Given passage:
Content starts
The Mudcat Café TM
Thread #139502   Message #3220900
Posted By: GUEST,josepp
09-Sep-11 - 07:34 PM
Thread Name: The hidden history of swing
Subject: RE: The hidden history of swing
////My theory of what happened in the US North after WWI would be that the young people were able to buy records for themselves and early swing appealed to them as dance music, which was a socially acceptable and effective way to court! At least in Chicago, in the early '20's,the Austin High Gang was learning to play jazz as soon as they get instruments and were playing for dances at the Columbus Park pavilion as soon as they learned the songs!
The older folks stuck more with vaudeville, but the young folks were hip as soon as they could wind up the old Victrola.////

I'm not talking about when jazz showed up, although it showed up way before the Austin High Gang. I'm talking about how early the concept of swing was known to the general public. And it appears it was known far earlier than our histories are willing to admit. Not just the concept of swing but the very word itself. Not only that but the earliest artists to use it were white. That's not to say whites invented it but it shows how well known it was from a very early period by the public.
Content ends
Information supplied:
Content starts
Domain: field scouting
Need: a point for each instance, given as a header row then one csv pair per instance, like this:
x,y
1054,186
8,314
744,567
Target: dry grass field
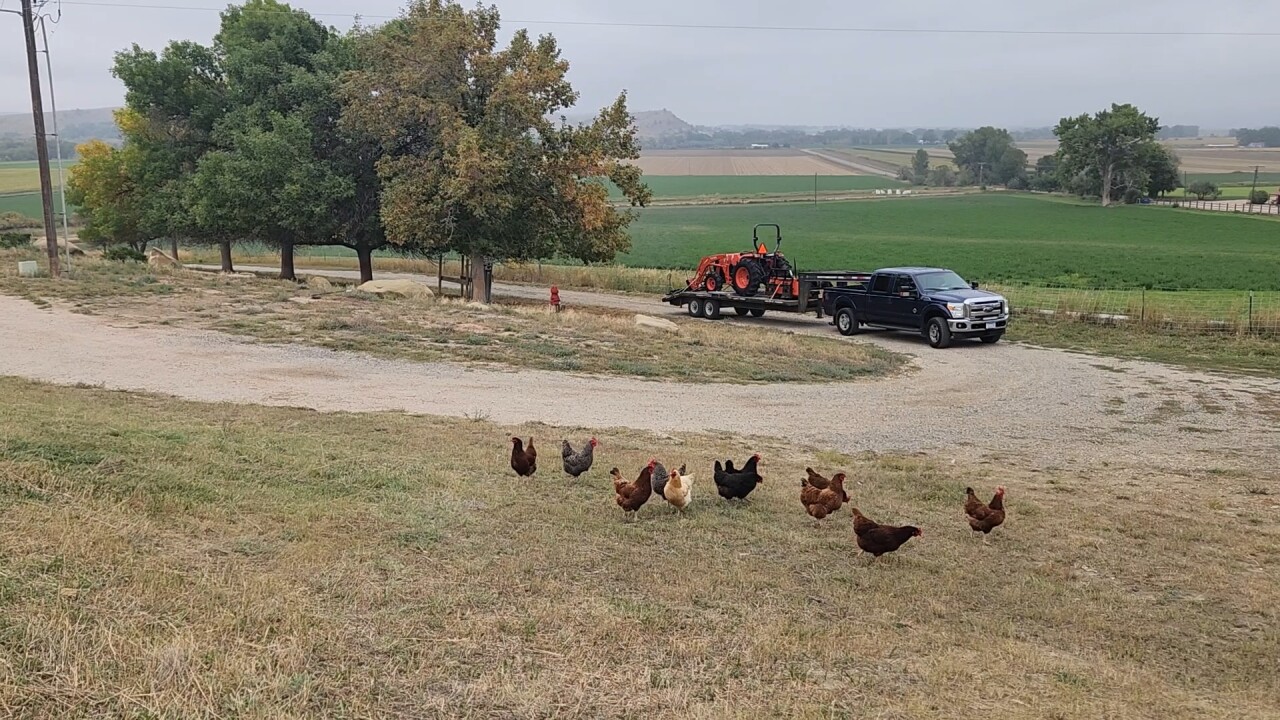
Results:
x,y
168,559
772,162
Content ends
Work request A: In the forum post on the hidden history of swing, why does the quoted theory say early swing caught on with young people in the North after WWI? Answer in one to three sentences.
Work request B: Carry the forum post on the hidden history of swing forward from its final sentence.

Task answer A: Young people could buy records for themselves, and early swing appealed to them as dance music. Dancing was a socially acceptable and effective way to court.

Task answer B:
Another example is scat-singing. Who invented it? I've had people with degrees in music tell me authoritatively that it was Louis. It was not Louis. The earliest recorded example we have of scat-singing comes from a 1922 recording by a white singer named Cliff Edwards who was also known as Ukulele Ike. He was extremely popular in the 1920s. When his career waned in the late 30s, he did cartoon character voices. In 1940, he was cast by Disney to do the voice of Jiminy Cricket in "Pinocchio." Despite his extreme popularity in the 20s, most people today have never heard of Ukulele Ike or know that he recorded the original version of "Singin' In the Rain" (1929) but everybody knows his version of "When You Wish Upon a Star." But Cliff was scat-singing at a time when Louis's career was just getting started--and he wasn't singing at that point in his career.

To go back even earlier--1915 or 16--a white singer name Gene Greene did a ragtime song called "King of the Bungaloos" which consisted of him "cooking" his voice to sound very gruff as he mouths long strings of nonsense syllables. The resemblance to Louis's scat-singing is a bit startling. If Greene's song isn't scat, it is forerunner. But when are Greene or Edwards ever mentioned when it comes to the invention of scat-singing?

You see how PC thinking is skewing our knowledge of history?